**EXTRACTED TEXT:**
Bathymetry of Italian seas is rather heterogeneous (Fig. 2c). Tyrrhenian Sea, extending between the western coast of Sardinia and the Italian peninsula is characterized by sudden and steep steps, numerous pits and ridges, with many active volcanoes in its southernmost portion, north of Sicily. Bathymetry reaches a maximum depth of around 3,500 m south-west of the Pontine islands. Ionian Sea stretches between the western coast of Sicily and Puglia. It is particularly rugged, with long deep slopes up to 3,000 m. Finally, the Adriatic Sea extends south of the Gulf of Venice down to the south of Puglia; it features the most shallow waters, with an average depth of less than 250 m, and in its northern part, only in a few points the depth exceeds 100 m. For the sites considered in this paper, bathymetry is between 0 and 3500 m. In the building of FOWFs, the lowest value of this input parameter to be considered is 70 m for SSPs, 150 m for SBs and 55 m for TLPs. These values derive from an average of minimum bathymetry considered in Energy Technology Institute (2015) and Castro-Santos et al. (2020a), based on the respective draft. For the maximum bathymetry, technological limits shall be taken into account. Reference values can be gathered from Oil & Gas industry, from which the FOWT technology derives. Nowadays, CNOOC981 is the deepest Oil & Gas SSP, at 3,000 m (CNOOC 2016). Perdido is the deepest Oil & Gas SB platform at 2,438 m of depth (Perrons 2010). Finally, Big Foot is the deepest Oil & Gas TLP platform, at a depth of 1580 m (SAIPEM 2010). Array cables and mooring line lengths are influenced by bathymetry, and it will be shown that very deep sea installations, like those of Oil & Gas platforms, are not sustainable for the wind energy industry due to economic reasons.

Fig. 2
figure 2

Maps of the input parameters for the sites considered in the analyses: a distance to shore; b distance to nearest port of operation; c bathymetry

3.3 Cost analysis

Cost results were derived for farms featuring SSB, SB and TLP floaters. In a first stage, 1621 sites were defined in the Italian national waters, not taking into account specific constraints. Then, considering the technical aspects of the three types of floater, it is necessary to make a selection of the possible bathymetry values. Based on the draft of the SSP, of the SB and of the TLP, firstly the sites where the bathymetry is less than 70 m, 150 m and 55 m, respectively, were removed from the maps. This reduces the number of possible sites to 1,322 in the case of SSP floaters, to 973 in the case of SB floaters and to 1,388 in the case of TLP floaters. The geographic domain consided includes protected areas, i.e. sites where human activities are restricted to protect the natural ecosystem and landscape. These cover some marine areas of Liguria, Sardinia and Tuscany. Considering these protected areas, the number of sites for possible installation of the wind farm decreases to 1,105 for SSPs, to 822 for SBs and to 1157 for TLPs. Finally, it is also required to take into account navigation and mooring limitations, applying to areas where it is forbidden to navigate, moor or unload. Considering these additional limitations, the available sites further decrease to 996, 760 and 1,026 for SSPs, SBs and TLPs, respectively.

**ENTRIES SUPPLIED:**
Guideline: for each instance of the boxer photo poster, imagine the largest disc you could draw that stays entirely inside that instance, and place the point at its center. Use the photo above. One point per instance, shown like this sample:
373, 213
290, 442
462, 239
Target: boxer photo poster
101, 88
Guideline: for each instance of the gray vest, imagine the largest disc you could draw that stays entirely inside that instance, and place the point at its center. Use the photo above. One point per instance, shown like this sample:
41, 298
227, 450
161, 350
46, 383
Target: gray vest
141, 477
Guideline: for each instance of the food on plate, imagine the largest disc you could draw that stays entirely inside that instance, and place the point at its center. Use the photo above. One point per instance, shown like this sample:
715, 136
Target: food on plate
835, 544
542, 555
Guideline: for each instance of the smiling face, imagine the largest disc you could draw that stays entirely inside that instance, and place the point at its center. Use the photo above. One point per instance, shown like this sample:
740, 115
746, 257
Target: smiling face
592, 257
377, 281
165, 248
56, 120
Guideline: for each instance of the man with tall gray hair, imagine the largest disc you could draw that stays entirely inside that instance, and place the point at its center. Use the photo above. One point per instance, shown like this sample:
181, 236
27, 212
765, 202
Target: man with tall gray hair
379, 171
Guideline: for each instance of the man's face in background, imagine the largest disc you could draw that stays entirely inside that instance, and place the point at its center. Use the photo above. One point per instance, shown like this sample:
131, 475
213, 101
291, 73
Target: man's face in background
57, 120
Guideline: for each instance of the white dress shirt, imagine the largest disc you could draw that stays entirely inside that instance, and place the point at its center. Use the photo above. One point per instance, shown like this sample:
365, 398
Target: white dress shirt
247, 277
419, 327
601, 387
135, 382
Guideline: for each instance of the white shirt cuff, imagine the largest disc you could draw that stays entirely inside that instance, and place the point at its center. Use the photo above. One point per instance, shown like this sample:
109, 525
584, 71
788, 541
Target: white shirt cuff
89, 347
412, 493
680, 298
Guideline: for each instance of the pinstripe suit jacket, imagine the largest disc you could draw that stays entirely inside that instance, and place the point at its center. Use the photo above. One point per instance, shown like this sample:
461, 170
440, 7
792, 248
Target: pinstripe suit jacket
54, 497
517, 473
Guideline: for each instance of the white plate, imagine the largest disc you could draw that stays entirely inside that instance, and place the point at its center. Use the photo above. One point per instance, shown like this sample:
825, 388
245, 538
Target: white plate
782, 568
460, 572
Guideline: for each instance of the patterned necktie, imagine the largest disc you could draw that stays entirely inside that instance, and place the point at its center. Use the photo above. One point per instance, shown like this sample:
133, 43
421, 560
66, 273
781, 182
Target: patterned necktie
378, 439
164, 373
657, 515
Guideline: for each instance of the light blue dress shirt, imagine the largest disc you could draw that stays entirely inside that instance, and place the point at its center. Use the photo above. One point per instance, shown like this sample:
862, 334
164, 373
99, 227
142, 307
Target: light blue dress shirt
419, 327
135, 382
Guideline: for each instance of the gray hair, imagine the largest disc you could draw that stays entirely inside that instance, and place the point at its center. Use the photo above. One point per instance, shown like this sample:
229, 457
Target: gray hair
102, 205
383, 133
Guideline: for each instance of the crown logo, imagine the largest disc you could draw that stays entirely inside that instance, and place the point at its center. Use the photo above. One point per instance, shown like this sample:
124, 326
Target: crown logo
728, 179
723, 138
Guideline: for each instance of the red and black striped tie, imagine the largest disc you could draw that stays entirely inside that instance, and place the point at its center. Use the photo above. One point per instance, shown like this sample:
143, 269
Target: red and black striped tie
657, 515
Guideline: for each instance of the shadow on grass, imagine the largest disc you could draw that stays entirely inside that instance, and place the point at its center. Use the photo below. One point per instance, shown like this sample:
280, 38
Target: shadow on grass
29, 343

**TASK PROMPT:** Extend the passage above on siting floating offshore wind farms in Italian seas, picking up right after its final sentence.

**TASK RESULT:**
The cost maps for SSP, SB and TLP floaters are shown in Fig. 3. It must be noted that most of the sites located in the Lygurian sea are not eligible for FOWF installation. The life cycle cost of the SSP wind farm oscillates between 200 M€ and 670 M€, depending on location. For 34.3% of the sites, the unit life cycle cost is the range of 3.5 to 4.5 M€/MW, and for 31.7% of the sites, it is in the range of 4.5 to 5.5 M€/MW (Fig. 4a). The life cycle cost of the SB wind farm varies between 210 M€ and 520 M€. For 31.1% of the sites, the life cycle cost is in the range of 3.5 to 4.5 M€/MW, and for 38.5% of the sites, it is in the range of 4.5 to 5.5 M€/MW (Fig. 4a). Finally, the life cycle cost of the TLP wind farm varies from 220 M€ to 500 M€. For 34.2% of the sites, it is in the range of 3.5 to 4.5 M€/MW and for 42.6% sites it is in the range of 4.5 to 5.5 M€/MW (Fig. 4a).

Fig. 3
figure 3

Cost maps of wind farms for different floaters: a SSP; b SB; c TLP

In Fig. 4, the cumulative frequency of the life cycle cost of wind farms is shown. It can be noticed that the distribution of costs for the SB and TLP wind farms is roughly the same, whereas it is slightly different for SSP wind farms. In particular, for the most convenient sites (life cycle cost lower than 4.4 M€/MW, almost 40% of sites) SB and TLP wind farms tend to be more expensive compared to SSP wind farms. SB and TLP farms become less expensive than SSP at sites where the life cycle cost is larger.

Fig. 4
figure 4

Total life cycle cost of wind farms: distribution (a) and cumulative occurrence (b)

The lowest values of the wind farm life cycle cost are found in the Tyrrhenian Sea. In particular, the absolute minimum value of the life cycle cost equal to 3.28 M€/MW is that of a SSP wind farm located in the northern coast of Campania, at distance to shore of 5.57 km, a distance from port of 10.89 km and at a bathymetry of 70 m. The minimum life cycle cost for SB wind farms equal to 3.58 M€/MW is found in the south-eastern coast of Sardinia at distance to shore of 3.03 km, a distance from port of 9.04 km and at a bathymetry of 200 m. Finally, the minimum life cycle cost of TLP wind farms equal to 3.73 M€/MW is found in the south-western coast of Puglia at distance to shore of 5.39 km, a distance from port of 6.51 km and at a bathymetry of 100 m.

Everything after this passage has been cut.